Directions: Your response must be an exact transcription of the lines from the one containing "[point] every instance of the porch steps" through the final line of the data.
# # #
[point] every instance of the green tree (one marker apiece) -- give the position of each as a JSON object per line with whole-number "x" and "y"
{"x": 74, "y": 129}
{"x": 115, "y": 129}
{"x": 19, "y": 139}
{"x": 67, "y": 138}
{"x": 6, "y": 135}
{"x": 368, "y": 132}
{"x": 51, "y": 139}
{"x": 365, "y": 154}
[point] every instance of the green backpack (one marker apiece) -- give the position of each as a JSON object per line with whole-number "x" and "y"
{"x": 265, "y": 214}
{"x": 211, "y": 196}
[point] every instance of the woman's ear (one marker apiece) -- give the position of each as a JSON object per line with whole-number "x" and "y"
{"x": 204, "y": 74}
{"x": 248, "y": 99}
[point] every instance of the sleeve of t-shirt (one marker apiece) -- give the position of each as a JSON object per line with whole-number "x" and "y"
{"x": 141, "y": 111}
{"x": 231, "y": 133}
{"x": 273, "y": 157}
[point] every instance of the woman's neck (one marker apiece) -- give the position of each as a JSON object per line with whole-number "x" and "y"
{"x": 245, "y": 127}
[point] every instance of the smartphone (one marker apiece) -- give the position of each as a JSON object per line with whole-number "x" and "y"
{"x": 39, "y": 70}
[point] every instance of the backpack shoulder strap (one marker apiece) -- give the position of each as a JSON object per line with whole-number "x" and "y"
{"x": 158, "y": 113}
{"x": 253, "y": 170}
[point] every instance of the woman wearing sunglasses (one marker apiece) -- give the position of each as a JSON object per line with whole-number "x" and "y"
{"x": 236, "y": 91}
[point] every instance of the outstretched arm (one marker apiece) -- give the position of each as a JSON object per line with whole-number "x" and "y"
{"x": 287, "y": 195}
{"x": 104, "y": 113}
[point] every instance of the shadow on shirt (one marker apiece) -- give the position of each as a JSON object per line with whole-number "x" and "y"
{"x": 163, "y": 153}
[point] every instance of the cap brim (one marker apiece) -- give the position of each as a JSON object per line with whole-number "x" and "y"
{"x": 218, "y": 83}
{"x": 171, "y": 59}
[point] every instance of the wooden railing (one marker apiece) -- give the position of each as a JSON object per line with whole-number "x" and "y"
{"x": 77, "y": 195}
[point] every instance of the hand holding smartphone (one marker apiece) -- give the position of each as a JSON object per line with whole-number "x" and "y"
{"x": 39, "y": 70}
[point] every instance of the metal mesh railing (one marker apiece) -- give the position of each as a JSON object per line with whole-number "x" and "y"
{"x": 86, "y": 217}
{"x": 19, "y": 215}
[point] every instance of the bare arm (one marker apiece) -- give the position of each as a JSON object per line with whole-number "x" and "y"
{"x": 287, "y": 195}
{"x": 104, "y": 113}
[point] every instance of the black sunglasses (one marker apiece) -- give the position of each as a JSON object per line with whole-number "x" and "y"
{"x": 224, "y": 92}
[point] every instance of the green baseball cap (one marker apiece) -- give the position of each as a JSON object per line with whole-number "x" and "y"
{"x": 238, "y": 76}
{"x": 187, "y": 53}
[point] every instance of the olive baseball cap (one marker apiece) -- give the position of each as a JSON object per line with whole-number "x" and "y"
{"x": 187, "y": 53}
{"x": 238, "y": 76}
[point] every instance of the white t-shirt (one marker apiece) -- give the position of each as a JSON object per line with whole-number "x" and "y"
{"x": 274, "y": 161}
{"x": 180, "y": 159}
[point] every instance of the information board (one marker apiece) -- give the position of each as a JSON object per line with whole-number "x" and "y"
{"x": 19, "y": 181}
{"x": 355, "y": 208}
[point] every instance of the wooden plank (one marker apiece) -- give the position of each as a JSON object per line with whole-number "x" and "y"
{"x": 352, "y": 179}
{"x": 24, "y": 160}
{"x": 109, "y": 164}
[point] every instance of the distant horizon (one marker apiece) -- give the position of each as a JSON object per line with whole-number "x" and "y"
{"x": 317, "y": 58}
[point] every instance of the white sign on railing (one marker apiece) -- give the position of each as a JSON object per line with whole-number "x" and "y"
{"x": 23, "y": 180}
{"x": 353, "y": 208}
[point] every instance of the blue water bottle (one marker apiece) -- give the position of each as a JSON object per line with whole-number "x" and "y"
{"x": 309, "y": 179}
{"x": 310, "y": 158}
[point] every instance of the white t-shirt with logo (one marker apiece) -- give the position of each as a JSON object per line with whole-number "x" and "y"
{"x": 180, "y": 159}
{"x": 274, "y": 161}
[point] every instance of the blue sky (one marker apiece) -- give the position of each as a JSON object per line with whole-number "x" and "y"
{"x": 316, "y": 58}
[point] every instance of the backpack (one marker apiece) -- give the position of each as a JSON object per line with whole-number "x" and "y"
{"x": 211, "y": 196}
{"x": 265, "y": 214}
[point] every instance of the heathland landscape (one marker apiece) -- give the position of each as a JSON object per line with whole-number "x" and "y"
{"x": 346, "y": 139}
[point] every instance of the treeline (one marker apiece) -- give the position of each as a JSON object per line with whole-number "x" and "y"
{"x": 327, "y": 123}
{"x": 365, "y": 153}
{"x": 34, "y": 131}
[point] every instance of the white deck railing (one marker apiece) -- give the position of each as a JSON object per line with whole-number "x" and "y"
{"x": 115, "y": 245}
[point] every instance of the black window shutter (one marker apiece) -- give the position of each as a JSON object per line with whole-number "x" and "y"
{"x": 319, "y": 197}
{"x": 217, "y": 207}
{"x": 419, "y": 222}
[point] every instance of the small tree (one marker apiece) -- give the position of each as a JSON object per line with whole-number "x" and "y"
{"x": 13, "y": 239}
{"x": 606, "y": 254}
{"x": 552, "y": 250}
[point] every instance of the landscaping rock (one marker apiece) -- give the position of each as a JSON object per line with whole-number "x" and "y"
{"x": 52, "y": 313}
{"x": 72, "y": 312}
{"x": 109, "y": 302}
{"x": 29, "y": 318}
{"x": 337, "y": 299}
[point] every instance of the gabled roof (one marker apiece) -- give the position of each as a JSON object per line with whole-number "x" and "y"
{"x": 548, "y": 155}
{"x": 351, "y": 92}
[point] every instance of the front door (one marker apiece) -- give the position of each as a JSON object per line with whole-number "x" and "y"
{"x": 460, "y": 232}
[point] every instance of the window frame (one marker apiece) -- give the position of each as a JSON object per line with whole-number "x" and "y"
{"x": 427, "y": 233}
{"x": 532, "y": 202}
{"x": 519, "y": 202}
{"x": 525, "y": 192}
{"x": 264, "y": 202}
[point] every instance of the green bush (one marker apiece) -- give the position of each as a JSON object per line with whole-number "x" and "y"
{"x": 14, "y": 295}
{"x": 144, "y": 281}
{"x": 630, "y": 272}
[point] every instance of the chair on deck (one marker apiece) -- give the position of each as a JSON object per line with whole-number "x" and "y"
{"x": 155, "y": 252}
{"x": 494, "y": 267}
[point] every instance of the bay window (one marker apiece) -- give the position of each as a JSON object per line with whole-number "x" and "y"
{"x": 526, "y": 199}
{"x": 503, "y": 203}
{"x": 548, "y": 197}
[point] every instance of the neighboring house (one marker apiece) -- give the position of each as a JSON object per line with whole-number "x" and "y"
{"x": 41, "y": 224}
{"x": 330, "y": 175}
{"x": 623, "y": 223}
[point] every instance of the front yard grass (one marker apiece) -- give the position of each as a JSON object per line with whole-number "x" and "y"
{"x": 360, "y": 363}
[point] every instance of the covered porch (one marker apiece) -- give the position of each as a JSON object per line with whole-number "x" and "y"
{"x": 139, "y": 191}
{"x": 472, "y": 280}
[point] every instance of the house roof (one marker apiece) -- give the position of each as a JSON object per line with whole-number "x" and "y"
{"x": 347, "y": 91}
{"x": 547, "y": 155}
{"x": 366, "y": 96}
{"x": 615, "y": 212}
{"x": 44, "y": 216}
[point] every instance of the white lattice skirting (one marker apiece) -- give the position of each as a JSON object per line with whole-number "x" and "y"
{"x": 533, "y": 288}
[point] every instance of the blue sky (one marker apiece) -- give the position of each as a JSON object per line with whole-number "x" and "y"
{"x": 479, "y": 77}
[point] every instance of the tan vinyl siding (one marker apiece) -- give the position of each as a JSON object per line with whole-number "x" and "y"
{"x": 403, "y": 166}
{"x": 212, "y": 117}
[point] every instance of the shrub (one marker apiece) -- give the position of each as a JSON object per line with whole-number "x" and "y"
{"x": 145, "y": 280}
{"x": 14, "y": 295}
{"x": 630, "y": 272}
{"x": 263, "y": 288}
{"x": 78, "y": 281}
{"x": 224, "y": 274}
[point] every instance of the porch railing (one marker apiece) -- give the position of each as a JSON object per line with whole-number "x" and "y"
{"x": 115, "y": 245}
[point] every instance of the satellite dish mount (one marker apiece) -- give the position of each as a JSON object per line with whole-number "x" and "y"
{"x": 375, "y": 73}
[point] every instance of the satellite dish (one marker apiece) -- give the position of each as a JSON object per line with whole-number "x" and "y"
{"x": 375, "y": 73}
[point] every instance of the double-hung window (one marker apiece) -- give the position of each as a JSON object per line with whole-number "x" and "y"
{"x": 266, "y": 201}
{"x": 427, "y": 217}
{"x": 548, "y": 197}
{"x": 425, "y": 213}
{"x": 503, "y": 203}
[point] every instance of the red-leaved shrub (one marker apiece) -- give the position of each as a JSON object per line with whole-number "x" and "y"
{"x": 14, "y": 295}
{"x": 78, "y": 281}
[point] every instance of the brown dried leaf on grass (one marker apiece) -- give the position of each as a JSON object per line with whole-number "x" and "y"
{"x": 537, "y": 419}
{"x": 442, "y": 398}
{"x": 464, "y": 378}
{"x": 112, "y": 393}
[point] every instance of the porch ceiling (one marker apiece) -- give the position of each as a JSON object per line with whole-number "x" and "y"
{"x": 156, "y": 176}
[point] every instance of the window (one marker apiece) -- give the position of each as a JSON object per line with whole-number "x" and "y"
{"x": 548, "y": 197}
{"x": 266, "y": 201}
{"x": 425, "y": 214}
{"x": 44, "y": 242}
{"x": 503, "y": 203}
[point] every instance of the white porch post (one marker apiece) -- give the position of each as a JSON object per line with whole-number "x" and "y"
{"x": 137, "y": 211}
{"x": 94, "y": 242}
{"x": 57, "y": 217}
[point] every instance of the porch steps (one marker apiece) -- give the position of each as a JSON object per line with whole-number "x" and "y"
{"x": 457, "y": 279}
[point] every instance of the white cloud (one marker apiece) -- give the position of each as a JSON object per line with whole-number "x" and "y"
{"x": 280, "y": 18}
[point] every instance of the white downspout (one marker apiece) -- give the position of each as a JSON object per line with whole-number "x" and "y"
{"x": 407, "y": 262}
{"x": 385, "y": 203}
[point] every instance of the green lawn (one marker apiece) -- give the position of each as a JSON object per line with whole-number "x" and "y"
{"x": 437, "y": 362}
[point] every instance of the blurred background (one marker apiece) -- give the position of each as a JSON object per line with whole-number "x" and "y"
# # #
Expected output:
[point] every instance of the porch steps (one marker apiece) -- give the position of each as a JSON object per line with whole-number "x" and "y"
{"x": 457, "y": 279}
[point] every instance of the white cloud (one marker apiece) -- give the position of each as a JSON object per line with whole-number "x" and "y"
{"x": 280, "y": 18}
[point] every instance of the white downspout (one marker apiece) -- give the position of each as a JSON object per line with whole-number "x" and "y"
{"x": 407, "y": 262}
{"x": 385, "y": 203}
[point] every instance of the green lawn (one marker apiece) -- give the position of each as a JSON object per line with whole-number "x" and "y"
{"x": 437, "y": 362}
[point] every instance of the blurred background (one marker apiece) -- give the position of each as a JSON object per line with whole-number "x" and "y"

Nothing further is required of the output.